**Passage:**

-.-.-

But researchers Dan and Chip Heath from Stanford University revealed a way to convince people to reuse their towels, as documented in their excellent book, titled Switch. In an experiment, a hotel changed the messaging on its bathroom signs to read, “The majority of guests at the hotel reuse their towels at least once during their stay.” There was absolutely no mention of protecting the environment to conserve water. No visuals of a green earth we want to protect.

It worked. Towel reuse increased by 26 percent. In Switch, the Heath brothers call this an example of “contagious behavior.” The term is interesting, but what’s actually going on is broader than a behavior catching on in some viral way. The real changes seem to occur when people simply want to follow the pack — provided it’s a pack they feel some affinity for. We don’t want to be shut out or ostracized. We want that good feeling that happens when we belong to a tribe that’s bigger than just us. In some ways it’s not that different from buying into a brand. We might choose to wear Levi’s jeans, for example, if we identify with fashionable rock stars, or just people we work with that we like and admire.

As marketers of greener products or practices, the implications for all this are huge.

Let’s say the goal is to get everyone in your town to embrace curbside recycling. For people who are new to recycling, it can be a total pain: rinsing out jars and cans folding up cardboard and newspapers, schlepping it out to curb. The letter that goes out to the town’s citizens can include messaging that reads, “75 percent of towns in our county have curbside recycling.”

If you’re trying to sell more solar power to a community, you’ll certainly include the obvious messaging about money savings and affordability. But it will pay to do an analysis, maybe right down to the neighborhood level, that shows how many people currently have solar in that one area. People really want to be part of their community and follow the cultural norms. So show that solar energy has become a cultural norm. This is a lot easier in places like California that already have a lot of solar, but as solar becomes more popular around the country there is a Malcolm Gladwellian tipping point that will occur, which will open the door for cultural-norm based messaging.

In cases where a tipping point is not apparent (as in numbers of families who have adopted a particular practice or technology), research can help uncover nuggets of insight that can help flip our internal switches to change behavior. The hotel towel story is just one example of this; a majority of guests did, in fact, reuse their towels at least once, but nobody had ever really measured this before or reported it.

-.-.-

**Extracted data:**
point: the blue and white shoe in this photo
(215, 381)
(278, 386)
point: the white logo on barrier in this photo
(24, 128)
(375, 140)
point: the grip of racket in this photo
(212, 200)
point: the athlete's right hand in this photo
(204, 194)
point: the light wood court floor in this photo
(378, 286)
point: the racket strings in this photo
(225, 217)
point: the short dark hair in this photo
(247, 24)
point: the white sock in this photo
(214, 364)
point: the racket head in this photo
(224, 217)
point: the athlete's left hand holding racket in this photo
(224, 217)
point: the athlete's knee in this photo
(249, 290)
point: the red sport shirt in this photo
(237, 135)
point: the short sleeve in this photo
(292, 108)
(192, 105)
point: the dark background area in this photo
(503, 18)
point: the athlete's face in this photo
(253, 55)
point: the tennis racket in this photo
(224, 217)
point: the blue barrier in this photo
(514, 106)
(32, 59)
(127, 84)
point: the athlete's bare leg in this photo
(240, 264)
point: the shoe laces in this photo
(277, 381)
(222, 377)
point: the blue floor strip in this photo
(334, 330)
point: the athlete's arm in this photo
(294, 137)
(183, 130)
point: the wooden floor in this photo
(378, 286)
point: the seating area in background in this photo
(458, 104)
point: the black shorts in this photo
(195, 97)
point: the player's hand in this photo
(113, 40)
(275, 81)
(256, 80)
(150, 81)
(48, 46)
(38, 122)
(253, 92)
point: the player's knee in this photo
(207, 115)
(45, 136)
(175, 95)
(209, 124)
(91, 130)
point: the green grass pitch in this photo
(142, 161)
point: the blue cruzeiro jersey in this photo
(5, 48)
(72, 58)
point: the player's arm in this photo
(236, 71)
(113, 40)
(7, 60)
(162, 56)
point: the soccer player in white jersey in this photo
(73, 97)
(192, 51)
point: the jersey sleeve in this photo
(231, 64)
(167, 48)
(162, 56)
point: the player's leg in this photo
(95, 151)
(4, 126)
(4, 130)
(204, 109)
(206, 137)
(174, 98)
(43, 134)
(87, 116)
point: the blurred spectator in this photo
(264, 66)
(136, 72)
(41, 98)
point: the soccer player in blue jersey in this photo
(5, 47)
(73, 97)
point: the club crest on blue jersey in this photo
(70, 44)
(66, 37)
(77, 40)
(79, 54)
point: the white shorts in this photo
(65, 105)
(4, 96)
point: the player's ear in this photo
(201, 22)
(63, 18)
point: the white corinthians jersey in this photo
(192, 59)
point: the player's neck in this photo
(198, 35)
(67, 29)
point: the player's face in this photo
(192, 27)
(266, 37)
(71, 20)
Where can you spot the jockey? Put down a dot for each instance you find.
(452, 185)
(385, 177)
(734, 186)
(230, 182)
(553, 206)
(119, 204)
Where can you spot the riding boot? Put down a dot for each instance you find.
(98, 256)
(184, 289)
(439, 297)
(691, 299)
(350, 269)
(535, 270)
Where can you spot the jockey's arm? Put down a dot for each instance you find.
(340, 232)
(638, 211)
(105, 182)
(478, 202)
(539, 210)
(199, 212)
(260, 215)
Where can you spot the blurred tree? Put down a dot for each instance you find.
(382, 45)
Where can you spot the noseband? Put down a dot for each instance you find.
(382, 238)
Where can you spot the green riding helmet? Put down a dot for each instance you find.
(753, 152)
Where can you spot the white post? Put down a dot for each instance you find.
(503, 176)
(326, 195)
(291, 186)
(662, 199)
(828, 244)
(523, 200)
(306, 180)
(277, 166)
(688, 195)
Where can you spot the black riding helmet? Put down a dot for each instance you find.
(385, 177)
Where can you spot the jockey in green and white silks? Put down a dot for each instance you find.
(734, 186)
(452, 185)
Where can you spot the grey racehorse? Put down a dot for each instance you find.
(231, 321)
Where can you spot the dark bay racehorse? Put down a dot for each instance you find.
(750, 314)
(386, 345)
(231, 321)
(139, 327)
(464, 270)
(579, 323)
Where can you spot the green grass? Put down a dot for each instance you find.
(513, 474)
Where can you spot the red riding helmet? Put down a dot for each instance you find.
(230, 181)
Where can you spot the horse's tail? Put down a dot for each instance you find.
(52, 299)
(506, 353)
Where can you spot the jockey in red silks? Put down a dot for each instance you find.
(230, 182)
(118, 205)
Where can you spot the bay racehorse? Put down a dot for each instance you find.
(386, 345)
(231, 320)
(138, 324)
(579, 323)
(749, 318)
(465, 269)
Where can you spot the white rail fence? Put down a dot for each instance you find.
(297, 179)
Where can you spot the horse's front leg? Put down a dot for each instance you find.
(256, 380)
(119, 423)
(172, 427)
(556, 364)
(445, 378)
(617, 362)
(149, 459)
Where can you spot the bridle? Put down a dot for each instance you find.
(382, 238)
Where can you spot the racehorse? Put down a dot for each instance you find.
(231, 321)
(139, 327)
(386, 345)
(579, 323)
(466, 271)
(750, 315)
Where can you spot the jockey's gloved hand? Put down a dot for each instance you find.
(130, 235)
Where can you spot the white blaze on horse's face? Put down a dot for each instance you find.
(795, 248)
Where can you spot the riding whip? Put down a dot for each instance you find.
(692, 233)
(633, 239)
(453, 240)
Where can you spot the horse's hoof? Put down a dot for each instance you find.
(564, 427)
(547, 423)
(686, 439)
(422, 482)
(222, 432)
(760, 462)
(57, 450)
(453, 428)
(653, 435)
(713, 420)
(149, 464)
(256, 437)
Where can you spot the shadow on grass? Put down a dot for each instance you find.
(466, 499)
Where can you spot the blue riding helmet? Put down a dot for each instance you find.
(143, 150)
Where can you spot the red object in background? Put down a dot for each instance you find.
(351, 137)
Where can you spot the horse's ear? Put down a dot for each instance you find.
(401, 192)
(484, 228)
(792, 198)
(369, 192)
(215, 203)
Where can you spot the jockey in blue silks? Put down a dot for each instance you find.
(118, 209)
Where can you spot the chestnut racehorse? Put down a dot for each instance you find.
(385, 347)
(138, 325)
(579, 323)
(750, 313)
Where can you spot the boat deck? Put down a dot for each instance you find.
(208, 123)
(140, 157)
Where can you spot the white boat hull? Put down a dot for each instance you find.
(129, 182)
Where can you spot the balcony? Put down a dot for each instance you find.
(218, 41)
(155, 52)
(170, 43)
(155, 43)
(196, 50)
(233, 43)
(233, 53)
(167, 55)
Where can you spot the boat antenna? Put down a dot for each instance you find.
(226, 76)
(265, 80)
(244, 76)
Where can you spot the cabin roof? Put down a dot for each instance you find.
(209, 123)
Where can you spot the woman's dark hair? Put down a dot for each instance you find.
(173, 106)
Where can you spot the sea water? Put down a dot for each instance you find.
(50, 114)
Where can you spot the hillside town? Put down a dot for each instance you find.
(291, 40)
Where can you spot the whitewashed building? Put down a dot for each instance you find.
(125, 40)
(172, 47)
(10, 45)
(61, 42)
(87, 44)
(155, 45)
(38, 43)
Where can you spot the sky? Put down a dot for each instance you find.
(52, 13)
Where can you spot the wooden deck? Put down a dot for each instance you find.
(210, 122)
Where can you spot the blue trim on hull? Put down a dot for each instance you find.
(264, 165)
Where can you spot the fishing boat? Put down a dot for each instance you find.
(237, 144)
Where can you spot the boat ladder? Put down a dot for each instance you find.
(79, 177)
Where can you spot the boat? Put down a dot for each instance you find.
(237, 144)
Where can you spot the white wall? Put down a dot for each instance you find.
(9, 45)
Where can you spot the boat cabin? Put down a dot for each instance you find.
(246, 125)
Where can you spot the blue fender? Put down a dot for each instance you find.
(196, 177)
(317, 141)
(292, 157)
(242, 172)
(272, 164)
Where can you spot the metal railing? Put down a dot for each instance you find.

-.-.-

**What you will do:** Reproduce the passage about towel reuse and green marketing word for word, from "It worked. Towel" to "this are huge.".

**Written answer:**
It worked. Towel reuse increased by 26 percent. In Switch, the Heath brothers call this an example of “contagious behavior.” The term is interesting, but what’s actually going on is broader than a behavior catching on in some viral way. The real changes seem to occur when people simply want to follow the pack — provided it’s a pack they feel some affinity for. We don’t want to be shut out or ostracized. We want that good feeling that happens when we belong to a tribe that’s bigger than just us. In some ways it’s not that different from buying into a brand. We might choose to wear Levi’s jeans, for example, if we identify with fashionable rock stars, or just people we work with that we like and admire.

As marketers of greener products or practices, the implications for all this are huge.